Print every one of the records below verbatim, line by line, with no alterations.

### LISTING ###

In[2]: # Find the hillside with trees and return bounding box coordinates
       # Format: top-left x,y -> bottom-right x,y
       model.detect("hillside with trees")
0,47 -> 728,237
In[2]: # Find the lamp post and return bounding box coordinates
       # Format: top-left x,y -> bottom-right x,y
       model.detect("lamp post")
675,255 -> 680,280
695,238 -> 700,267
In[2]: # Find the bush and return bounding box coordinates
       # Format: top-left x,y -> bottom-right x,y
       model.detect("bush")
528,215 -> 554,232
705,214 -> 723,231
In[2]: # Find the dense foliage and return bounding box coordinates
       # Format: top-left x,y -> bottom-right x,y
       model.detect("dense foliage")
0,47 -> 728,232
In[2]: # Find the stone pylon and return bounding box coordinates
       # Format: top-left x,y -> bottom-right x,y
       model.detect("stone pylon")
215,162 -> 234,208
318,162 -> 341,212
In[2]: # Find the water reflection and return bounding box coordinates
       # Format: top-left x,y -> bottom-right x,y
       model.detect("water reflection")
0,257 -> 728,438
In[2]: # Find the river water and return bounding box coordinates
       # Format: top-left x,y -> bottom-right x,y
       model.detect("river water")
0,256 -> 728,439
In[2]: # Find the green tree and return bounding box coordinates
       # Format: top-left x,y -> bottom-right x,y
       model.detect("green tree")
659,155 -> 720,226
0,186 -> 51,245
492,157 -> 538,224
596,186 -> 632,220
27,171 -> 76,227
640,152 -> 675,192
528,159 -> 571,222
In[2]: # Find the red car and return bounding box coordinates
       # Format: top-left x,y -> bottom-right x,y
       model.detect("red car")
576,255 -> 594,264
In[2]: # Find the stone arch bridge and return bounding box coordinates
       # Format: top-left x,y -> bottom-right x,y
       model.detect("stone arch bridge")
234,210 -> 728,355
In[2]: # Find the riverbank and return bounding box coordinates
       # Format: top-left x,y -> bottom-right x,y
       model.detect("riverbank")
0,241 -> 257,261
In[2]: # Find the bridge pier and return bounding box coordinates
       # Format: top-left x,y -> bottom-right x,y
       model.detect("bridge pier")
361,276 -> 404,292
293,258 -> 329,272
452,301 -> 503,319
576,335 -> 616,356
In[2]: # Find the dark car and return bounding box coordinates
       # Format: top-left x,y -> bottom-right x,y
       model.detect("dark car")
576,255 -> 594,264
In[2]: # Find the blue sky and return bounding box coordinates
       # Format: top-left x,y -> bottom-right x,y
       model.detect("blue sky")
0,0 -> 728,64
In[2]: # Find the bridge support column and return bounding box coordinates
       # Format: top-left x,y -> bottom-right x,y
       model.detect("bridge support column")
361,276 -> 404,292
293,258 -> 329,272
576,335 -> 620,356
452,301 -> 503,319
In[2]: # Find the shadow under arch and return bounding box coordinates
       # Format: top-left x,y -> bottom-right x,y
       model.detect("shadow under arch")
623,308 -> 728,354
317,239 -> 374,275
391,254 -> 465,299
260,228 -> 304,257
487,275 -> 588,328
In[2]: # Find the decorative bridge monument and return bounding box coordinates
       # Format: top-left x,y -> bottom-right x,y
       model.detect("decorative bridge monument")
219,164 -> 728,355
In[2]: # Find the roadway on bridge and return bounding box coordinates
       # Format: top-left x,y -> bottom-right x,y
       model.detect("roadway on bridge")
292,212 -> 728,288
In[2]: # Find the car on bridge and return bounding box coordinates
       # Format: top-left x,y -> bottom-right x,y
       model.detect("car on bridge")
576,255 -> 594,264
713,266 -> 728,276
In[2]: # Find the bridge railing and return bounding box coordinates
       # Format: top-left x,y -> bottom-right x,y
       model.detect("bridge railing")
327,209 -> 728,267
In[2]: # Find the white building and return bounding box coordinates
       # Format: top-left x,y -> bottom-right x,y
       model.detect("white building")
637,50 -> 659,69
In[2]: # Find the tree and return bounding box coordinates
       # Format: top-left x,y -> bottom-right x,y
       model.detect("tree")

###

- [COMPLETED TASK]
In[2]: # Find the hillside with trees and return bounding box coordinates
       # Format: top-left x,y -> bottom-right x,y
       model.detect("hillside with trees")
0,47 -> 728,237
In[2]: # Find the lamp post and return bounding box coordinates
       # Format: top-left x,y -> bottom-right x,y
       model.detect("lamp post")
675,255 -> 680,280
695,238 -> 700,267
In[2]: # Find the bush and return bounding box coordinates
       # Format: top-left x,y -> bottom-right x,y
       model.detect("bush")
528,215 -> 554,232
705,214 -> 723,231
In[2]: # Find the dense foliage and return bounding box coordinates
       # Format: top-left x,y -> bottom-right x,y
       model.detect("dense foliage")
0,47 -> 728,232
In[2]: # Find the stone pylon and return bounding box coordinates
       # Format: top-left x,y -> bottom-right x,y
       model.detect("stone pylon")
215,162 -> 234,208
318,162 -> 341,212
In[2]: # Find the water reflection and return bounding box coordinates
       # Format: top-left x,y -> bottom-right x,y
       model.detect("water reflection")
0,257 -> 728,438
In[2]: # Find the river water and return bounding box coordinates
       # Format: top-left x,y -> bottom-right x,y
       model.detect("river water")
0,256 -> 728,439
In[2]: # Find the green tree and return bounding box coordinates
       # Format: top-left x,y -> bottom-right x,y
       model.detect("green tree")
659,155 -> 720,226
0,186 -> 51,245
492,157 -> 538,224
596,186 -> 632,220
27,171 -> 76,227
640,152 -> 675,192
528,159 -> 571,222
In[2]: # Find the red car and return bounding box coordinates
       # Format: top-left x,y -> bottom-right x,y
       model.detect("red car")
576,255 -> 594,264
In[2]: # Find the stone arch bridge and return bounding box coordinates
       # Format: top-left x,y -> bottom-right x,y
       model.detect("stone arch bridge")
234,210 -> 728,355
In[2]: # Find the riverbank and return bounding box coordinates
       # Format: top-left x,y -> bottom-right x,y
       model.detect("riverbank")
0,241 -> 257,261
In[2]: # Find the bridge pier and return bounding box coordinates
       # Format: top-left x,y -> bottom-right x,y
       model.detect("bridge pier")
361,276 -> 404,292
293,258 -> 329,272
452,301 -> 503,319
576,335 -> 616,356
In[2]: # Find the dark car and return bounding box coordinates
       # Format: top-left x,y -> bottom-right x,y
       model.detect("dark car")
576,255 -> 594,264
In[2]: # Find the blue sky and return bounding box coordinates
       # Format: top-left x,y -> bottom-right x,y
       model.detect("blue sky")
0,0 -> 728,64
In[2]: # Find the bridge support column and return bounding box coordinates
       # Format: top-left x,y -> bottom-right x,y
       model.detect("bridge support column")
361,276 -> 404,292
293,258 -> 329,272
576,335 -> 620,356
452,301 -> 503,319
In[2]: # Find the shadow under arch and return bounding box coordinates
       # Format: top-left x,y -> bottom-right x,y
       model.detect("shadow under arch")
623,308 -> 728,354
317,239 -> 374,275
391,254 -> 465,299
260,228 -> 304,257
487,275 -> 588,328
In[2]: # Find the decorative bridge monument and return bounding box coordinates
       # Format: top-left x,y -> bottom-right x,y
       model.detect("decorative bridge monument")
219,164 -> 728,355
In[2]: # Find the roadway on bridge and return bounding box coordinates
       # Format: top-left x,y -> bottom-right x,y
       model.detect("roadway on bridge")
292,212 -> 728,288
In[2]: # Find the car on bridge and return bounding box coordinates
       # Format: top-left x,y -> bottom-right x,y
       model.detect("car on bridge")
576,255 -> 594,264
713,266 -> 728,276
In[2]: # Find the bridge railing and return bounding box coordinates
       # Format: top-left x,y -> bottom-right x,y
       model.detect("bridge railing")
327,209 -> 728,267
In[2]: # Find the white building and return bounding box coordinates
       # Format: top-left x,y -> bottom-right x,y
       model.detect("white building")
637,50 -> 659,69
In[2]: # Find the tree and return bounding box coordinates
       # Format: top-left x,y -> bottom-right x,y
       model.detect("tree")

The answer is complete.